◆ Extract ◆
Scientific classification
- Kingdom: Animalia
- Phylum: Chordata
- Class: Mammalia
- Order: Eulipotyphla
- Family: Soricidae
- Genus: Sorex
- Species: S. minutissimus
- Binomial name: Sorex minutissimus Zimmermann, 1780

= Eurasian least shrew =

- Genus: Sorex
- Species: minutissimus
- Authority: Zimmermann, 1780
- Conservation status: LC

Species of mammal

The Eurasian least shrew (Sorex minutissimus), also called the lesser pygmy shrew, is the second-smallest mammal by mass after the Etruscan shrew.

== Appearance ==
The Eurasian least shrew weighs only 1.2–4 g and has a body less than 4 cm long, with a 2.5 cm tail. It has a brown back and a light grey underside, with a fairly clear boundary in between. The color of the back varies seasonally from chocolate brown in summer to light brown in winter. The same bicolor pattern extends to the tail, which has a dark brown tuft of hair at the end. The feet are the same color as the belly, with brown heels.

◆ Data under study ◆
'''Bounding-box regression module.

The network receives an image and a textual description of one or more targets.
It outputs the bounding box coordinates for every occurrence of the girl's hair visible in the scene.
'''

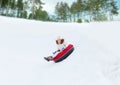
[56,39,64,44]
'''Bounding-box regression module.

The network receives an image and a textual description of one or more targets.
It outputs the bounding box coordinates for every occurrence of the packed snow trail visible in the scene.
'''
[0,17,120,85]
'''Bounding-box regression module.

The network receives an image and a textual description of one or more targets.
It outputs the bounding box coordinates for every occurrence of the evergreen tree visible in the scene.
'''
[55,2,69,21]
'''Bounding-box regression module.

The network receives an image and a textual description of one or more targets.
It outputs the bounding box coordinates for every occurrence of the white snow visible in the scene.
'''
[0,16,120,85]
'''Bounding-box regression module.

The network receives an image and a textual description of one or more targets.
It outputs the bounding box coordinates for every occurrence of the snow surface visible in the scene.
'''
[0,16,120,85]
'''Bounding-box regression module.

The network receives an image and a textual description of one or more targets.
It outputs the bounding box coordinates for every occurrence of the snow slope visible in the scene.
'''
[0,16,120,85]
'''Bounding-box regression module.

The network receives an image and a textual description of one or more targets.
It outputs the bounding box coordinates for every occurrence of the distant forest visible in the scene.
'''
[0,0,119,23]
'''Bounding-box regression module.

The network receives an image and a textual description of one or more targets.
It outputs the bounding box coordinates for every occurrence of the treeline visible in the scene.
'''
[0,0,118,22]
[0,0,49,21]
[55,0,118,22]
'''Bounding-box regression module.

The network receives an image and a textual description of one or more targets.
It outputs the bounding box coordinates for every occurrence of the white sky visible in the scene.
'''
[41,0,76,14]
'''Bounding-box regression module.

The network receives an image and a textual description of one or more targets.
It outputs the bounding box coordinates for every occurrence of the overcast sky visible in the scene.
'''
[41,0,120,14]
[41,0,76,14]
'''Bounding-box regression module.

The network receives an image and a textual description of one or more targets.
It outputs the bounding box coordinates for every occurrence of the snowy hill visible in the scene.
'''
[0,16,120,85]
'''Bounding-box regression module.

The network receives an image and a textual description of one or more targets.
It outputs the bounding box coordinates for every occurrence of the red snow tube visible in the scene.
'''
[52,44,74,63]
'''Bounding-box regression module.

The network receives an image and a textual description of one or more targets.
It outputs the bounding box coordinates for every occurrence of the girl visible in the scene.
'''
[44,36,66,61]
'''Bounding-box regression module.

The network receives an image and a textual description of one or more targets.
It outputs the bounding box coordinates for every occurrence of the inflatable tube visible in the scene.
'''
[52,44,74,63]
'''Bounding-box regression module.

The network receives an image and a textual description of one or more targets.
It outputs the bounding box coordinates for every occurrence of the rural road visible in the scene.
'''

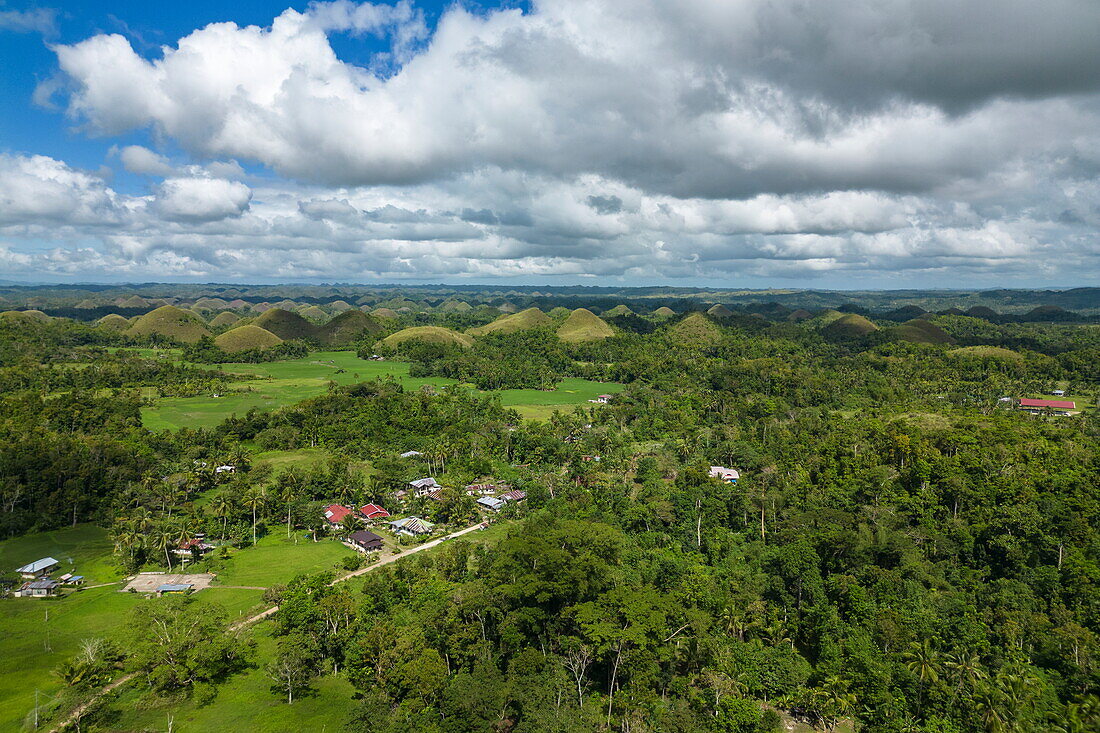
[229,522,482,631]
[50,522,482,733]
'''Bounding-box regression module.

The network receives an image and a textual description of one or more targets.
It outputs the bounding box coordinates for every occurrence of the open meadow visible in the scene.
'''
[142,351,623,430]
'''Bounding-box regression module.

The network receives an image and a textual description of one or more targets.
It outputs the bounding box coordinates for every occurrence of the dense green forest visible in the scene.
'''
[0,293,1100,733]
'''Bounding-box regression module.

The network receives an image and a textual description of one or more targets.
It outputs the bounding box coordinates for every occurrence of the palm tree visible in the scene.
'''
[145,526,175,572]
[903,639,939,707]
[244,486,267,545]
[944,649,988,702]
[210,493,233,541]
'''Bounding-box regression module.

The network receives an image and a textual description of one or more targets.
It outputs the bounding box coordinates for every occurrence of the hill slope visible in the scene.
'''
[314,310,382,346]
[466,308,553,336]
[253,308,317,341]
[382,326,474,349]
[127,306,210,343]
[213,324,283,353]
[558,308,615,343]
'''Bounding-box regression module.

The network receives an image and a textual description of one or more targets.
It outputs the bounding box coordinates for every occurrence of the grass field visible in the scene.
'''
[142,351,623,430]
[111,624,355,733]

◆ Exercise requirements ◆
a) In the shrew text, which mammal is smaller by mass than the Eurasian least shrew?
b) Reproduce the shrew text between "The Eurasian least shrew (Sorex" and "with brown heels.", inclusive.
c) Carry the text on the Eurasian least shrew further, picking up after its last sentence.
The entries have nothing to do with the shrew text.

◆ Responses for each task ◆
a) The Etruscan shrew.

b)
The Eurasian least shrew (Sorex minutissimus), also called the lesser pygmy shrew, is the second-smallest mammal by mass after the Etruscan shrew.

== Appearance ==
The Eurasian least shrew weighs only 1.2–4 g and has a body less than 4 cm long, with a 2.5 cm tail. It has a brown back and a light grey underside, with a fairly clear boundary in between. The color of the back varies seasonally from chocolate brown in summer to light brown in winter. The same bicolor pattern extends to the tail, which has a dark brown tuft of hair at the end. The feet are the same color as the belly, with brown heels.

c)
== Distribution ==
The Eurasian least shrew inhabits the northern taiga region, and is found throughout Siberia, in northern Europe (Finland, northern Sweden and parts of Norway) and on the islands of Sakhalin and Hokkaidō. It can be found in diverse habitats, including both coniferous and deciduous forests, open fields, and the edges of bogs. The population density appears to be fairly low throughout, though its prevalence may be underestimated in surveys since its small size lets it escape many commonly used traps.

== Behavior ==
Due to its small size and reclusive habits, the Eurasian least shrew can be difficult to spot. Like shrews in general, the Eurasian least shrew mainly eats insects, but will also dine on carrion or any other source of protein it finds. In winter, it may occasionally seek food indoors. Because of its small size for a mammal, the Eurasian least shrew has an extremely high metabolic rate and must eat frequently to avoid starvation; in captivity it has been reported to eat 120 meals a day, consuming three to four times its own weight each day. The Eurasian least shrew is active around the clock, with occasional sleep periods of 10–50 minutes each.

The Eurasian least shrew can swim well, and in captivity even seems to enjoy playing in water. Its small size also makes the Eurasian least shrew a phenomenal climber: it has been observed climbing up even the smooth inside corner of a glass terrarium. Its eyesight is poor, but it has very good hearing. While the Eurasian least shrew frequently emits sounds, much of its communication is in frequencies beyond the limits of human hearing.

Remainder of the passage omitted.